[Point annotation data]
-------------------------
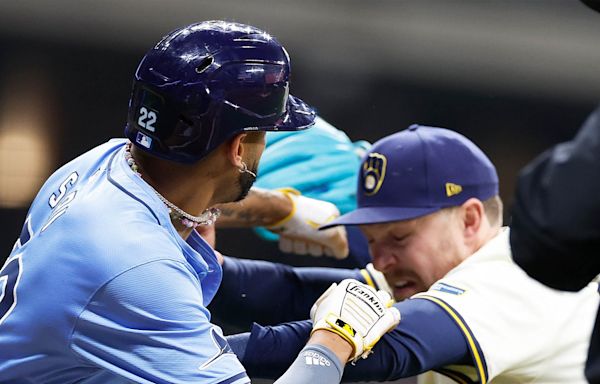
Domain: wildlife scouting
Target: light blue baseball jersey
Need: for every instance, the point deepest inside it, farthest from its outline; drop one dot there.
(100, 287)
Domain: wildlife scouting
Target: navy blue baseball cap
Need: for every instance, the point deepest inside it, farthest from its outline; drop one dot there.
(418, 171)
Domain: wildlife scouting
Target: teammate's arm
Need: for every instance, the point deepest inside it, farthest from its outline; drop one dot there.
(425, 339)
(295, 218)
(241, 298)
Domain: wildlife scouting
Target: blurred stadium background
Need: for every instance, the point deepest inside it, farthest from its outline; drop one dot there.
(515, 76)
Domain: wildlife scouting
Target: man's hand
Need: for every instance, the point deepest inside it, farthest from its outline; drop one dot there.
(299, 230)
(357, 313)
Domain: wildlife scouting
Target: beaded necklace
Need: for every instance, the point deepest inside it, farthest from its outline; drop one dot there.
(207, 217)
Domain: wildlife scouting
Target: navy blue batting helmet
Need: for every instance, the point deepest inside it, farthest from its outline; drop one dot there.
(206, 82)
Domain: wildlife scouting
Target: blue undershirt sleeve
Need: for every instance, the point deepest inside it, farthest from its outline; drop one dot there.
(426, 338)
(247, 291)
(314, 364)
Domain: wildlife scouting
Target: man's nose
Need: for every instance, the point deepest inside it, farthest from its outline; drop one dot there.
(383, 260)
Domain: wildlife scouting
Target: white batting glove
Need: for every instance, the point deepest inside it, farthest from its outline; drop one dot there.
(357, 313)
(299, 231)
(376, 279)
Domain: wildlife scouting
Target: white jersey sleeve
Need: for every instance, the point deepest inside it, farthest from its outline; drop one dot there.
(518, 330)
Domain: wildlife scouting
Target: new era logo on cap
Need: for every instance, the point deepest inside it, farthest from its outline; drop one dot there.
(418, 171)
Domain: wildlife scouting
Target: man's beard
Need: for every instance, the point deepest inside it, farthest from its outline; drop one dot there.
(245, 181)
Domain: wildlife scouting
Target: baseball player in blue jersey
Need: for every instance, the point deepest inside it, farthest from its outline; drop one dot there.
(109, 282)
(428, 204)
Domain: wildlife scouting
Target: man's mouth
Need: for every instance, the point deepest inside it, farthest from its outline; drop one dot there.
(403, 289)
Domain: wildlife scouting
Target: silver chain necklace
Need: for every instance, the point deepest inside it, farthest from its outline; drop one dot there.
(207, 217)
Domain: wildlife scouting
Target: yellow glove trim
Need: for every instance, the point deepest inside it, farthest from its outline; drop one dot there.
(342, 329)
(287, 191)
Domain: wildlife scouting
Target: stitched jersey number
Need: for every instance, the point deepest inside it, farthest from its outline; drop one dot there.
(147, 119)
(10, 274)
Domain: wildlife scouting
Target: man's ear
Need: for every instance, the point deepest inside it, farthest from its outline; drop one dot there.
(235, 150)
(472, 215)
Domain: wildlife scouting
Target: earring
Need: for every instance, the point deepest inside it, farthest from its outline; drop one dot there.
(245, 169)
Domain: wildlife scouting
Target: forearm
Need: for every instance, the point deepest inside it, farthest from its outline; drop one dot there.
(261, 207)
(246, 284)
(426, 338)
(321, 360)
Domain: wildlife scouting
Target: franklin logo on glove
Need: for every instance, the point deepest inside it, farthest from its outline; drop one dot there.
(368, 295)
(357, 313)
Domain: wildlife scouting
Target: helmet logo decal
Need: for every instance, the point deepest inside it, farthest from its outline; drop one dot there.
(373, 172)
(143, 140)
(147, 119)
(453, 189)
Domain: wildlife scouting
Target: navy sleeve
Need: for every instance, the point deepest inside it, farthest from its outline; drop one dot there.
(555, 224)
(426, 338)
(270, 293)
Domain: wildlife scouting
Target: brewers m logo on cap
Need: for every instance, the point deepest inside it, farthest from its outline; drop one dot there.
(373, 172)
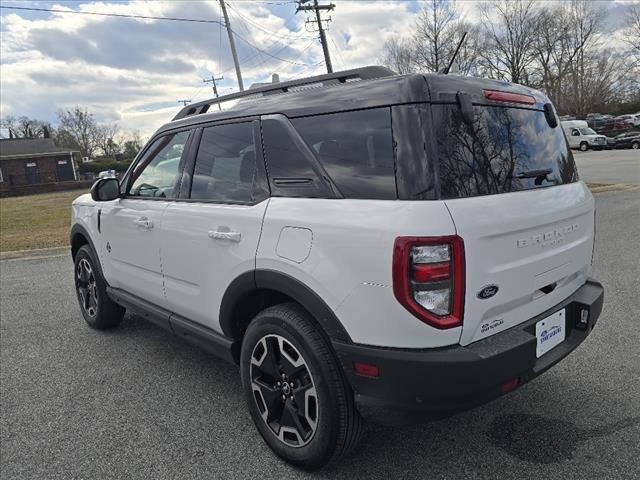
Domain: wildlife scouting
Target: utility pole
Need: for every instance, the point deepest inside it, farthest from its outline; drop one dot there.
(232, 44)
(213, 81)
(323, 38)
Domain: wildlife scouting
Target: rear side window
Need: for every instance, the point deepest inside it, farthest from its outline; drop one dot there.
(356, 150)
(292, 169)
(225, 167)
(504, 150)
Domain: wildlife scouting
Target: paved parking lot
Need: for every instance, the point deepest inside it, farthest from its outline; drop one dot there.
(609, 166)
(137, 403)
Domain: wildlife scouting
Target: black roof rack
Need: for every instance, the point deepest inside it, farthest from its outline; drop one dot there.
(364, 73)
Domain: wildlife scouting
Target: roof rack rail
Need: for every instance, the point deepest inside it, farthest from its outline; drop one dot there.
(364, 73)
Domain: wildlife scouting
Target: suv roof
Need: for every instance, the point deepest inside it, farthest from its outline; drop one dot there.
(355, 89)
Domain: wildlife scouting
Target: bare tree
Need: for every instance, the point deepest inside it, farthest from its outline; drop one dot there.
(25, 127)
(131, 144)
(78, 126)
(437, 32)
(397, 54)
(510, 32)
(565, 31)
(632, 30)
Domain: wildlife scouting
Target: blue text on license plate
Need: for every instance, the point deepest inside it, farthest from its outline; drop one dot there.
(550, 332)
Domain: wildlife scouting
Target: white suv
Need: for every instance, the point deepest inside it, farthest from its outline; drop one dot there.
(364, 245)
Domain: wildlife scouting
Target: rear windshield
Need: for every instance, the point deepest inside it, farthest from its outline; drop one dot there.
(504, 150)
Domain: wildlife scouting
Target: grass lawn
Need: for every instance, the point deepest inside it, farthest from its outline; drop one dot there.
(36, 221)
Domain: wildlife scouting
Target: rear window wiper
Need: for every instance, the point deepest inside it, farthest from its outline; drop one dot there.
(540, 175)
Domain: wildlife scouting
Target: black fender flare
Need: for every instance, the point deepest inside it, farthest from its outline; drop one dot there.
(78, 229)
(283, 283)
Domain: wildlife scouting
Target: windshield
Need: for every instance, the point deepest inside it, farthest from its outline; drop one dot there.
(504, 150)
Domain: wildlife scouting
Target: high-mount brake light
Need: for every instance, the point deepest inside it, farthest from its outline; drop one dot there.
(508, 97)
(428, 278)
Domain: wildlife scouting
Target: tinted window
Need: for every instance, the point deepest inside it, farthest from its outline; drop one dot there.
(504, 150)
(225, 167)
(356, 150)
(158, 172)
(291, 167)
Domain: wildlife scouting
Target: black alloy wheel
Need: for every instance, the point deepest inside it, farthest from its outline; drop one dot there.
(284, 390)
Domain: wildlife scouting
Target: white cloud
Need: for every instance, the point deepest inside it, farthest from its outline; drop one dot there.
(134, 71)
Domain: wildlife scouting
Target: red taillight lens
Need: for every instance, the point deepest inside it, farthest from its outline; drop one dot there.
(498, 96)
(366, 370)
(428, 278)
(431, 272)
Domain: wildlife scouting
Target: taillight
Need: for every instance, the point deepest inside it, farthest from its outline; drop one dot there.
(428, 278)
(508, 97)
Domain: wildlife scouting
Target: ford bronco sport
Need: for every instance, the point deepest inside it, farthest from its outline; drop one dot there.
(364, 245)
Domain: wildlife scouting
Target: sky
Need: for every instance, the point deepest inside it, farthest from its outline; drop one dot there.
(133, 72)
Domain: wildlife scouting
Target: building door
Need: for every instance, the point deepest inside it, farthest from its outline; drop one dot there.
(31, 172)
(64, 170)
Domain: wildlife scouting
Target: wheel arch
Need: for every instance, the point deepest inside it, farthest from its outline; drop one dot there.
(79, 236)
(254, 291)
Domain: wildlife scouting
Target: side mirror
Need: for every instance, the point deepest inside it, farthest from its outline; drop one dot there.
(105, 189)
(552, 120)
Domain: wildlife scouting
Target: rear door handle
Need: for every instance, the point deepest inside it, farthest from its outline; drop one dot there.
(225, 235)
(144, 223)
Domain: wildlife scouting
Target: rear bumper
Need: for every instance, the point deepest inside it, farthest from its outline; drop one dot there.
(416, 385)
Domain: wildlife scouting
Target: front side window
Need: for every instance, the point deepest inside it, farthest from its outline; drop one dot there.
(356, 150)
(158, 173)
(225, 169)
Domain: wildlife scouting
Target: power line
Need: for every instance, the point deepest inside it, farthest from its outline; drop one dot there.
(316, 7)
(119, 15)
(267, 53)
(260, 27)
(232, 44)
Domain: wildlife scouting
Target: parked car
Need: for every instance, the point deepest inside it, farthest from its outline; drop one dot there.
(628, 140)
(579, 135)
(611, 143)
(307, 237)
(634, 120)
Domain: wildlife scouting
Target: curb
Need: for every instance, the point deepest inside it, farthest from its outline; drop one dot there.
(36, 253)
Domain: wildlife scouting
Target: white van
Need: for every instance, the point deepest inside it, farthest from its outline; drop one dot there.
(581, 136)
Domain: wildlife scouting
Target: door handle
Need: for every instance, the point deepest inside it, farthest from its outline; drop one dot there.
(144, 222)
(225, 235)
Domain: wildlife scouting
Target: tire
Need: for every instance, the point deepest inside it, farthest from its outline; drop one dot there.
(98, 310)
(328, 425)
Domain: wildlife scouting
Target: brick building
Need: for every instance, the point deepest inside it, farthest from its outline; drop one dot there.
(33, 161)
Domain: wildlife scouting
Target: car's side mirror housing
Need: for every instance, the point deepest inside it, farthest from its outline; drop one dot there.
(105, 189)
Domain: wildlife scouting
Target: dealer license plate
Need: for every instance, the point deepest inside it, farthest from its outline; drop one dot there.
(550, 332)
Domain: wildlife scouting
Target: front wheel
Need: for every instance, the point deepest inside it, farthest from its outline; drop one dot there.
(98, 310)
(295, 389)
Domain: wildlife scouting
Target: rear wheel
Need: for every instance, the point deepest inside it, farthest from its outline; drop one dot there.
(295, 389)
(98, 310)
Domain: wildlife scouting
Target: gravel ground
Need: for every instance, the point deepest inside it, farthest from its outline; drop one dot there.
(137, 403)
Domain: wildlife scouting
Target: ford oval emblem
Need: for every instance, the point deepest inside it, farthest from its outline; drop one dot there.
(487, 291)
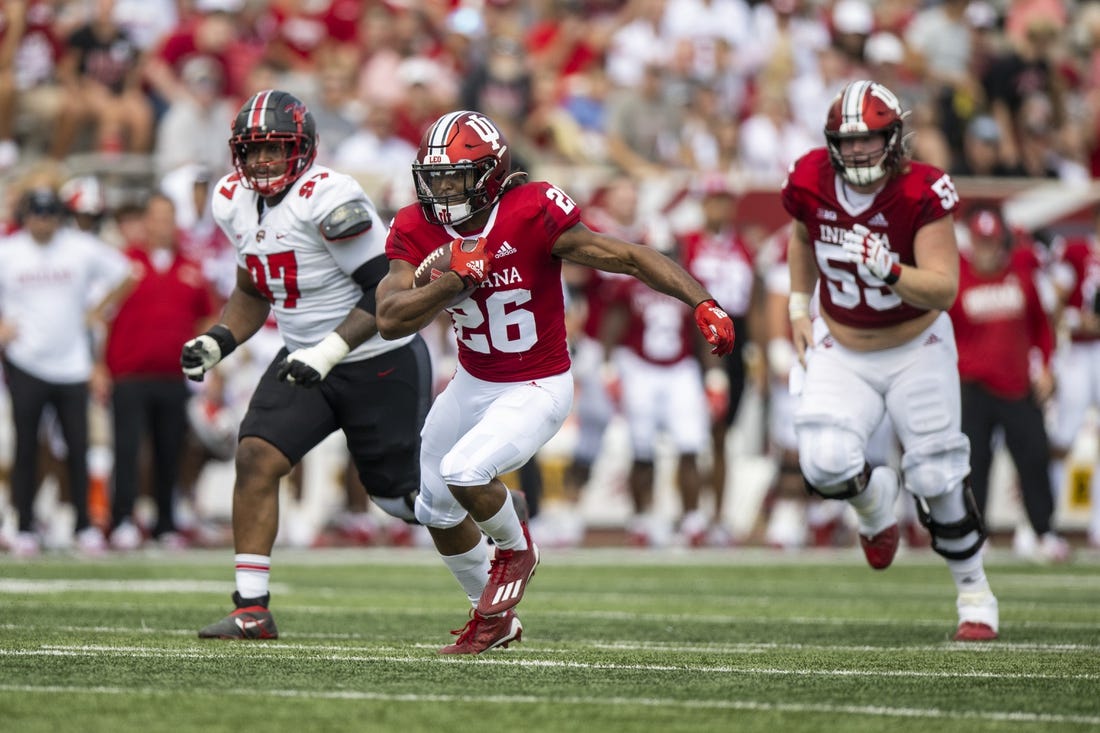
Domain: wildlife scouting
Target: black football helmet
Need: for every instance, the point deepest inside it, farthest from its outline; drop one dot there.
(273, 116)
(860, 109)
(461, 168)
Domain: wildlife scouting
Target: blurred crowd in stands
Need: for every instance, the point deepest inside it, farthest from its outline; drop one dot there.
(655, 113)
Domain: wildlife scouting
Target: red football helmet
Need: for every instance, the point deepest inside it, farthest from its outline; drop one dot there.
(864, 109)
(279, 117)
(461, 167)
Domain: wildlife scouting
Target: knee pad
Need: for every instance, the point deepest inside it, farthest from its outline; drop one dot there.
(939, 532)
(458, 470)
(438, 510)
(846, 489)
(403, 507)
(936, 463)
(831, 456)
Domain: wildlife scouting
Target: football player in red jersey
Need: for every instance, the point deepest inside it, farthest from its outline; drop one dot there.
(513, 387)
(873, 232)
(1077, 368)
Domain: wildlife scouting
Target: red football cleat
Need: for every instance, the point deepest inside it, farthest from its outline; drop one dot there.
(881, 548)
(484, 633)
(972, 631)
(507, 578)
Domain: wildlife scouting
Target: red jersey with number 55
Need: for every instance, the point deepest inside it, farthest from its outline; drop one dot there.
(815, 195)
(513, 327)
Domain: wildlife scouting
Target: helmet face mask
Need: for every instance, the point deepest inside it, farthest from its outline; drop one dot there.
(461, 167)
(865, 111)
(274, 141)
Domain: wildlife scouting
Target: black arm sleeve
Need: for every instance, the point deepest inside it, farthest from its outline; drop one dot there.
(367, 277)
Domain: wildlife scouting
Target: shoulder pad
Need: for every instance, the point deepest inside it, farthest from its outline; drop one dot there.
(347, 220)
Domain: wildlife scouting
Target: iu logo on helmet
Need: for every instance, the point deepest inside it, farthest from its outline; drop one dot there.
(485, 130)
(887, 97)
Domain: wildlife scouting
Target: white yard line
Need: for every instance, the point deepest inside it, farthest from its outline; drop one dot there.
(345, 655)
(879, 711)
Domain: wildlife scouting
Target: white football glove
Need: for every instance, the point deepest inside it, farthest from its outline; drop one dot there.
(308, 367)
(868, 249)
(200, 354)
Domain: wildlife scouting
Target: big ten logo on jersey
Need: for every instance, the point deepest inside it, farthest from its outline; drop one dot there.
(307, 187)
(559, 197)
(944, 187)
(485, 130)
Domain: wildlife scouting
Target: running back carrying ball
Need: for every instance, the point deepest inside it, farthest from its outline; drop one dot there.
(438, 262)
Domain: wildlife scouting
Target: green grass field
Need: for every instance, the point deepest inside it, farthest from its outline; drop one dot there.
(614, 641)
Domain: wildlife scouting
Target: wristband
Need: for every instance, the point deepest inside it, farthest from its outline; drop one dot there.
(893, 274)
(798, 305)
(224, 339)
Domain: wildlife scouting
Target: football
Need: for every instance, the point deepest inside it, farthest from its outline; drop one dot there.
(435, 264)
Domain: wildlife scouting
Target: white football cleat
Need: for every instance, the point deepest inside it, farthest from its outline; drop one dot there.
(978, 616)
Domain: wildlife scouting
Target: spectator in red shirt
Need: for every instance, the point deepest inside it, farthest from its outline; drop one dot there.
(167, 306)
(999, 321)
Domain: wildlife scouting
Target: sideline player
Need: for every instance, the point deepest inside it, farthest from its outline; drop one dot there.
(309, 248)
(875, 229)
(513, 387)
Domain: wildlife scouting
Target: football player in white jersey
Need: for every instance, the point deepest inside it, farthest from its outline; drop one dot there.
(310, 249)
(873, 230)
(513, 389)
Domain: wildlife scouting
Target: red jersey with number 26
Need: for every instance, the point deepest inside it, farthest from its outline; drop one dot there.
(513, 327)
(814, 195)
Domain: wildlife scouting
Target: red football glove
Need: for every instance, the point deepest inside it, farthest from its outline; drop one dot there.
(716, 325)
(471, 265)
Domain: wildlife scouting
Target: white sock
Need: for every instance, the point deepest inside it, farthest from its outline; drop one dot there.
(875, 513)
(504, 526)
(471, 570)
(253, 572)
(969, 575)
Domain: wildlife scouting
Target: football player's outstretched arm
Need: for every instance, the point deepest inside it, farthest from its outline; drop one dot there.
(934, 282)
(594, 249)
(246, 309)
(585, 247)
(244, 313)
(800, 260)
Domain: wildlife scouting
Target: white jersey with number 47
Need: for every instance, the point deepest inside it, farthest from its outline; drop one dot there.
(306, 277)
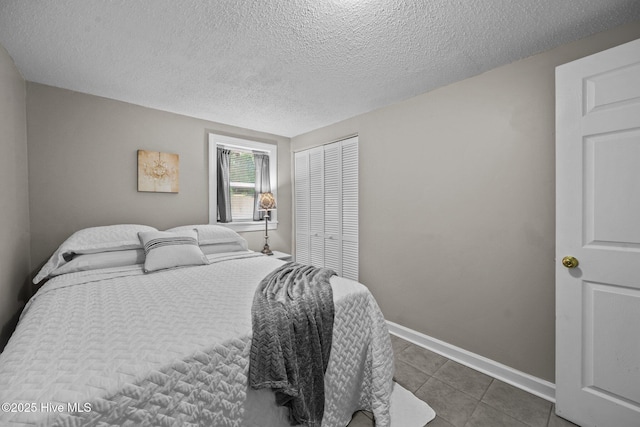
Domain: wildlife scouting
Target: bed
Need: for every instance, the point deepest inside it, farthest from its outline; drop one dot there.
(120, 335)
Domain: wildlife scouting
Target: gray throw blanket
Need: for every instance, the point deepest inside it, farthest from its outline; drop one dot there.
(292, 330)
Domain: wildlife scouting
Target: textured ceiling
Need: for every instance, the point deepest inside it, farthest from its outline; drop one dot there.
(287, 66)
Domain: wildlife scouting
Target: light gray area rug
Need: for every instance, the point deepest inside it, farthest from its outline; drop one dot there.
(407, 410)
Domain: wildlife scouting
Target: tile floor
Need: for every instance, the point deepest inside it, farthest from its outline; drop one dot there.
(463, 397)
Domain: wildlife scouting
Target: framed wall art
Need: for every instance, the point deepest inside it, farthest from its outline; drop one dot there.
(158, 172)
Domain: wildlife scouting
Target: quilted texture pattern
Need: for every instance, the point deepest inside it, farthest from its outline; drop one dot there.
(172, 349)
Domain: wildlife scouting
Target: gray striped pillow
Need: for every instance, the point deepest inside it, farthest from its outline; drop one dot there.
(165, 249)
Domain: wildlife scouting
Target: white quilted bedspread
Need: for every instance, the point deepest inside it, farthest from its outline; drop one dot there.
(172, 349)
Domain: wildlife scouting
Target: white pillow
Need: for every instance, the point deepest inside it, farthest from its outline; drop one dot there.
(165, 249)
(209, 234)
(85, 262)
(92, 240)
-------------------------
__Goal__:
Collect every line above that contains the string "necklace" and list each one.

__Exercise answer__:
Target: beaded necklace
Target: silver chain necklace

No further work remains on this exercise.